Required work
Write the next part of the blog post on Avraham Burg, Stanley Fish and what it means to educate, starting right after its last sentence.

Monday, March 27, 2006

Melancholy Monday: What it Means to Educate

Last night I had the pleasure of hearing Avraham Burg, former speaker of the Knesset, speak on my campus. While his talk was entitled "Struggling Toward Peace: the Israeli-Palestinian Conflict," the insights he shared with the audience were far more universal in their scope. What really struck me in his talk was how much more impressive and inspiring a speaker and human being he was than Stanley Fish, who gave the plenary address at the free speech conference.

Stanley Fish essentially argued that there is no such thing as "academic free speech," if we mean some metaphysical entity enshrined in laws. Rather, academic free speech is a necessary prerequiste for any academic to be able to do her job. What an academic needs to do her job is the widest latitude possible to pose, test, and teach various hypotheses or methods for seeking answers. For Fish, being an academic is a rather clinical, disembodied endeavor. He stressed that professors have no business trying to make their students "better people." And, he was clear that professors should absolutely not endorse any political positions in the classroom. I had the opportunity to ask him what he thought should happen to a faculty member--tenured or not--who did endorse a political position in the classroom. He responded that either the faculty member should be fired or suspended without pay. I wasn't at all surprised by this answer, although I wondered why he hadn't just signed on with Horowitz' mission, since his own understanding of what it means to educate is as short-sighted, narrow, and soulless as Horowitz' position is. (I should also note, to my surprise, that the President of FIRE argued that facutly members absolutely should be able to endorse a political position in the classroom).

Provided data
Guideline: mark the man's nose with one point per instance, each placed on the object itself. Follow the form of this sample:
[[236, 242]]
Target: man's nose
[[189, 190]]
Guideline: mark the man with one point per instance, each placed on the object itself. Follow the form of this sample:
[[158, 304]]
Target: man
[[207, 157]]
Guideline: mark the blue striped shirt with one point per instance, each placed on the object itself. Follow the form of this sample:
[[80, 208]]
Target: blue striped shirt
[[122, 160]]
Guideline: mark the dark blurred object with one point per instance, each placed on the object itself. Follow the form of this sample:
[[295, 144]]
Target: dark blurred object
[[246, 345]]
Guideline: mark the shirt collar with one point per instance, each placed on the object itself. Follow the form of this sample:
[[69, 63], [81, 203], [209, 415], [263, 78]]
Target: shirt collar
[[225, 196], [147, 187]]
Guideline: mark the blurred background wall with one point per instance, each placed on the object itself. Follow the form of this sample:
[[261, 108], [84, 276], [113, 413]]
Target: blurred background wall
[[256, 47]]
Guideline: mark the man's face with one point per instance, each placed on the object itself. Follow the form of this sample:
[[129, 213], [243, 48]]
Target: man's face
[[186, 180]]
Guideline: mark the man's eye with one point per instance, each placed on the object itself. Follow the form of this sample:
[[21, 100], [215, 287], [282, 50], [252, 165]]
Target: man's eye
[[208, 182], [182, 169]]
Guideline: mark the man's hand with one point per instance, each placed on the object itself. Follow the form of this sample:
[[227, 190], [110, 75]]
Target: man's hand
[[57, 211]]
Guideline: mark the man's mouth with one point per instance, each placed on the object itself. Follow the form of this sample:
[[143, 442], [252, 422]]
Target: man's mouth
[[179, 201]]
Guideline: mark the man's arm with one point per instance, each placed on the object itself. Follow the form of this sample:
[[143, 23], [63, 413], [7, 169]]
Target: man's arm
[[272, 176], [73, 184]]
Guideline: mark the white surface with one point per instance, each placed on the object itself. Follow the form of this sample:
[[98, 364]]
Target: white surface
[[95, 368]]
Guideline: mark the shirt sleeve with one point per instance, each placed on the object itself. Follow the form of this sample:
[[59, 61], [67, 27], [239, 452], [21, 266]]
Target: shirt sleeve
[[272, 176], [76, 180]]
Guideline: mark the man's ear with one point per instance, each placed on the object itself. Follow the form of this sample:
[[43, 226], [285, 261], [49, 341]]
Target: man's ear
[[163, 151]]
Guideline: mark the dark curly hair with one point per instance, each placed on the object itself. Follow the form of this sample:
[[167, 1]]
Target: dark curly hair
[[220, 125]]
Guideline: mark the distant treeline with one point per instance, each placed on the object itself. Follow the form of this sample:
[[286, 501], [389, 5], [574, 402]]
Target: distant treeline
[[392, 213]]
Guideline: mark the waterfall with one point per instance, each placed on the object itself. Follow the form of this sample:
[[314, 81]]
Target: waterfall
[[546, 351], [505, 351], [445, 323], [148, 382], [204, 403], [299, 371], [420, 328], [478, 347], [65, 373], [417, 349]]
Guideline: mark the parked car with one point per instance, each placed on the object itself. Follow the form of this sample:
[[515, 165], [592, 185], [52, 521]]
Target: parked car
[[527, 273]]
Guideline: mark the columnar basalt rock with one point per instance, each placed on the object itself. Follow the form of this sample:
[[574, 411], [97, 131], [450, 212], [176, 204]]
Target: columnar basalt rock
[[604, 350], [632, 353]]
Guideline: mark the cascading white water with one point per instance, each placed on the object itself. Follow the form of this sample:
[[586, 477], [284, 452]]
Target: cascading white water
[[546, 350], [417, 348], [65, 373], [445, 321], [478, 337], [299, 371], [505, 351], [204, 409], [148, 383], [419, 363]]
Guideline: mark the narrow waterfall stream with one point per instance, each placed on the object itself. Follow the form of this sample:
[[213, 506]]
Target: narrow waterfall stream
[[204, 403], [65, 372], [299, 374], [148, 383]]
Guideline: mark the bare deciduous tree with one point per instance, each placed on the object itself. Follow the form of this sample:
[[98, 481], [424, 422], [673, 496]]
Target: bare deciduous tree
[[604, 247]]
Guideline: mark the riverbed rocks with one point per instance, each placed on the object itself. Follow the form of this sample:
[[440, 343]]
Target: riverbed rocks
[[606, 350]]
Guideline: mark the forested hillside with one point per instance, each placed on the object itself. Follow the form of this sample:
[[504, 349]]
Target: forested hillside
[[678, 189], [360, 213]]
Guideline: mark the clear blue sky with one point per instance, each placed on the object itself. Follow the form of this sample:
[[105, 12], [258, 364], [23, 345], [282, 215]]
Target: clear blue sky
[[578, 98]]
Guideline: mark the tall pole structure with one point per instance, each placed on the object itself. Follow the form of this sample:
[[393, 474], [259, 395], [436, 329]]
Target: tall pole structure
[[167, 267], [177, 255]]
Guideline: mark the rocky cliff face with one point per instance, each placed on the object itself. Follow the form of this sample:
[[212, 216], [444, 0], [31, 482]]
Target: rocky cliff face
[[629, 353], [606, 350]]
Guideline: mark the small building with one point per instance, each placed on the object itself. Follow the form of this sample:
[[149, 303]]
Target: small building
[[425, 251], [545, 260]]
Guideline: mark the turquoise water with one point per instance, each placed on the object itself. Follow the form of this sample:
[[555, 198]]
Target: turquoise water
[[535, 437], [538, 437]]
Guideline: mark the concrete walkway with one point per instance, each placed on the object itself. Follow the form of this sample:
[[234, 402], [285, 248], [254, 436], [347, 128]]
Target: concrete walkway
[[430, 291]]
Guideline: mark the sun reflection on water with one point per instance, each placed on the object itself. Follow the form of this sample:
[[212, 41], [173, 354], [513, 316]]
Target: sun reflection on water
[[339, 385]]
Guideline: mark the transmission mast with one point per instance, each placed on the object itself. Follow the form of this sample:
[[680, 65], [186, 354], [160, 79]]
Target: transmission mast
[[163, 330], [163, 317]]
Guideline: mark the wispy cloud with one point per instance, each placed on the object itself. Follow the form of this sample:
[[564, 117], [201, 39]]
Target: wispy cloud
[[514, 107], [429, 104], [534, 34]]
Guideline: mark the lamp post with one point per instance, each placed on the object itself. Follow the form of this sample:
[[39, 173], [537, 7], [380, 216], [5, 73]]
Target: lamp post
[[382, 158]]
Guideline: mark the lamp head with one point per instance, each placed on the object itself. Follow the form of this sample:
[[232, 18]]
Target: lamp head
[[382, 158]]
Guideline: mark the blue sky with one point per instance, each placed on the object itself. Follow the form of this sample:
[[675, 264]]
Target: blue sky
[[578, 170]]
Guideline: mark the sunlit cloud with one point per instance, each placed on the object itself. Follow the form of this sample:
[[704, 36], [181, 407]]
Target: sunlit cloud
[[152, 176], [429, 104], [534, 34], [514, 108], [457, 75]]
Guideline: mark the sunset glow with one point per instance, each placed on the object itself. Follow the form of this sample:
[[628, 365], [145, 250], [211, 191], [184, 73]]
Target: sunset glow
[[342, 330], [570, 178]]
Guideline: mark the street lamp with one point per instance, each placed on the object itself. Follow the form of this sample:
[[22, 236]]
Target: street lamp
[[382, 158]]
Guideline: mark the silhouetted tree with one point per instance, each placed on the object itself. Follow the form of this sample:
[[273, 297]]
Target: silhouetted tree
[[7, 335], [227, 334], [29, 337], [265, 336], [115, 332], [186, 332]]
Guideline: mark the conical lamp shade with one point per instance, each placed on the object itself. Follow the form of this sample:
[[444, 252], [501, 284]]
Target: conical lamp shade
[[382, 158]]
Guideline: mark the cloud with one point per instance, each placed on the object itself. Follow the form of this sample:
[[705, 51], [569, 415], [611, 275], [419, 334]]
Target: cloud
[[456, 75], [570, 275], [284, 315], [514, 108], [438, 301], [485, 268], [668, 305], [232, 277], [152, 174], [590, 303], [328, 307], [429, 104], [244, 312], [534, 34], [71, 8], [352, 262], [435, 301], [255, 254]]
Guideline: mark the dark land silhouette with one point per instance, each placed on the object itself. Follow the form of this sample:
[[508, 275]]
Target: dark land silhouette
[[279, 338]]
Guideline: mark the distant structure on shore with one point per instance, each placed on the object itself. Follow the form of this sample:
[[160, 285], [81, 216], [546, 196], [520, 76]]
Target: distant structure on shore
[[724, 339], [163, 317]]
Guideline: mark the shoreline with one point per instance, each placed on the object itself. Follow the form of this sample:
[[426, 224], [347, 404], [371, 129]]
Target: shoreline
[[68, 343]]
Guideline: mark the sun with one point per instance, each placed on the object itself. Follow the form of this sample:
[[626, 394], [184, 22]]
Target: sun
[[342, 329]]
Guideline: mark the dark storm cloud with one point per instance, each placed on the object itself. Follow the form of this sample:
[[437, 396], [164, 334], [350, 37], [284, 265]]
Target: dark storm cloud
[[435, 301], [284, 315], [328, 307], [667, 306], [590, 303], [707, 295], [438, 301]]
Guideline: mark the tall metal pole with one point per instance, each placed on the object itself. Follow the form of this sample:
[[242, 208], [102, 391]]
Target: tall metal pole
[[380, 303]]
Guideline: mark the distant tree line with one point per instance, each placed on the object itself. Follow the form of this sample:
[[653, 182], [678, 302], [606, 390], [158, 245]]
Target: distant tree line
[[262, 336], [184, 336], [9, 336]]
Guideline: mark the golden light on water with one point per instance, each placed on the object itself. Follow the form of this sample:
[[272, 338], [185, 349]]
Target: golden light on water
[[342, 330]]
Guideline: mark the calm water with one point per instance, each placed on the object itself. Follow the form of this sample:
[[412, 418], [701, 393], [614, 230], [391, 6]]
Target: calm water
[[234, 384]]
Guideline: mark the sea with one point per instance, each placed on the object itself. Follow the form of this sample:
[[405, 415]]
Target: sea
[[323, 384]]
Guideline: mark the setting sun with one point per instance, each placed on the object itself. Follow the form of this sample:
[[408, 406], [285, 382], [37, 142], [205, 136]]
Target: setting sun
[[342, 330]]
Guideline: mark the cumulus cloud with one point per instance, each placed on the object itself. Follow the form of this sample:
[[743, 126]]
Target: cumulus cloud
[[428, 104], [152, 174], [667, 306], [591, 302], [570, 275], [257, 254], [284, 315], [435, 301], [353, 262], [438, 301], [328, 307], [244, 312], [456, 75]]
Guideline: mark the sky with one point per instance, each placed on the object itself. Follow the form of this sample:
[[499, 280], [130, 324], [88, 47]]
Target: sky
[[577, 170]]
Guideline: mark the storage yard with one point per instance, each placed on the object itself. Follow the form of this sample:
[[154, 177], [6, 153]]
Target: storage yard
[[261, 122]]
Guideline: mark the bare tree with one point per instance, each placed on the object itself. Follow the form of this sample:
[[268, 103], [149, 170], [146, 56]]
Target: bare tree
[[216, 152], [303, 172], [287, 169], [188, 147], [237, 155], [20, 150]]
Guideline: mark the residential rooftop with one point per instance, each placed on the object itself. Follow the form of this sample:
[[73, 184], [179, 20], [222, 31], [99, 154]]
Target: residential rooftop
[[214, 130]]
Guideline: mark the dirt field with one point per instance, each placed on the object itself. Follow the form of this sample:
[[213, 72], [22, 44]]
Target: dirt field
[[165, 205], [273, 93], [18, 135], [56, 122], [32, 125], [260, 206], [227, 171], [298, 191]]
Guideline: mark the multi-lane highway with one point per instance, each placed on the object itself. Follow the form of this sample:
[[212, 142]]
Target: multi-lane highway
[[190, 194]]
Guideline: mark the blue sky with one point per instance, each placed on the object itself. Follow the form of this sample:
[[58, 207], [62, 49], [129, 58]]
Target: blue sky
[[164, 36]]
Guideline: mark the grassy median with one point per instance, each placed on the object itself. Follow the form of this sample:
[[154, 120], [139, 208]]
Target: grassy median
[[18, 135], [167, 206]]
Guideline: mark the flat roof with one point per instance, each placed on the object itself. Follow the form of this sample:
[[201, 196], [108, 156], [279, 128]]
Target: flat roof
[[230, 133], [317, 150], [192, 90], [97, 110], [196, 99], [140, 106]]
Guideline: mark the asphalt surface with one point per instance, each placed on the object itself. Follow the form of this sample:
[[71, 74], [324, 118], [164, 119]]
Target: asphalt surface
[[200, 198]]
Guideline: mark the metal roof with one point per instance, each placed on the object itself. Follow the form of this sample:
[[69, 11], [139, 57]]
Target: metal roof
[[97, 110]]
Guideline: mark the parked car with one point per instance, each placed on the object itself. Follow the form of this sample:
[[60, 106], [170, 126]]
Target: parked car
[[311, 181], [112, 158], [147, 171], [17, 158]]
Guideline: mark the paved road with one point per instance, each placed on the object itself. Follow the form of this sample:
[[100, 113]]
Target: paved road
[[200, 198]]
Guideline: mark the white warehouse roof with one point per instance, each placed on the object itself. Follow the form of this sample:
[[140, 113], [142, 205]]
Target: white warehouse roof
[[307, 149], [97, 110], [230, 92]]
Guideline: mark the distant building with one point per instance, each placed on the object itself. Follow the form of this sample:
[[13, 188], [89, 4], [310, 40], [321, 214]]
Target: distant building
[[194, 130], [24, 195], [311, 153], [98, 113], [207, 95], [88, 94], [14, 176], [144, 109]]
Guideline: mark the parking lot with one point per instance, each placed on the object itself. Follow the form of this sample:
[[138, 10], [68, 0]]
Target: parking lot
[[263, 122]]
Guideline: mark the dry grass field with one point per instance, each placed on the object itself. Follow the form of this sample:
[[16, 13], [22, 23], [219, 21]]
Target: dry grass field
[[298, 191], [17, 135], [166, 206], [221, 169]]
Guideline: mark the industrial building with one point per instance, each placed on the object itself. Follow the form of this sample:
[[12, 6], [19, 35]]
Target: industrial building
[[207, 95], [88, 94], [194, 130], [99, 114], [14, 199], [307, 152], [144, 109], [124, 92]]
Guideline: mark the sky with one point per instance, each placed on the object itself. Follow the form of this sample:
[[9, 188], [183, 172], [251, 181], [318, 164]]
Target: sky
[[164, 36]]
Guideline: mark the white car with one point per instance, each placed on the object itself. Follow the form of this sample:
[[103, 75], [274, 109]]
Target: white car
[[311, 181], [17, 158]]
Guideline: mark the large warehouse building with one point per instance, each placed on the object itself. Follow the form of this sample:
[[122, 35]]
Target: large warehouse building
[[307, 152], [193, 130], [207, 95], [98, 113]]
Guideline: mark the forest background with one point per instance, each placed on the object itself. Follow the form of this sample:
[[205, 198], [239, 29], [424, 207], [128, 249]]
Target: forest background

Result of this exercise
I am baffled that any educator would actually think it is possible or preferable to make such a total and artificial distinction between endorsing an academic position and endorsing a political position. It is simply untenable. While certainly you can give many examples where the distinction is clear and where a professor who decides to endorse partisan positions in class is rather tasteless, you can also summon a great many blurred examples, where it's not at all clear if a faculty member is endorsing an academic or political position. My colleague brought up one good blurred example: taking Defense money for your academic research. How about taking Big Pharma money for your research? What about teaching a Service-Learning course?

Anyway, I don't want to talk about Fish anymore. He was such a disappointment and I am much more inspired by Avraham Burg. Speaker Burg clearly sees the value of education--unfettered critical inquiry that is curiousity driven, that breaks with conventions, and that is willing to take risks. More importantly, Burg understands that an ethics of responsibility to the Other underlies all intellectual pursuits. Part of being educated means listening to, paying attention to, and dialoguing with those who are radically different from you and your own experience. Being an educator and and at truth-seeker requires you to break with provincialism and chauvinism. You can't just shut the world and others out if you want to understand what humanity is.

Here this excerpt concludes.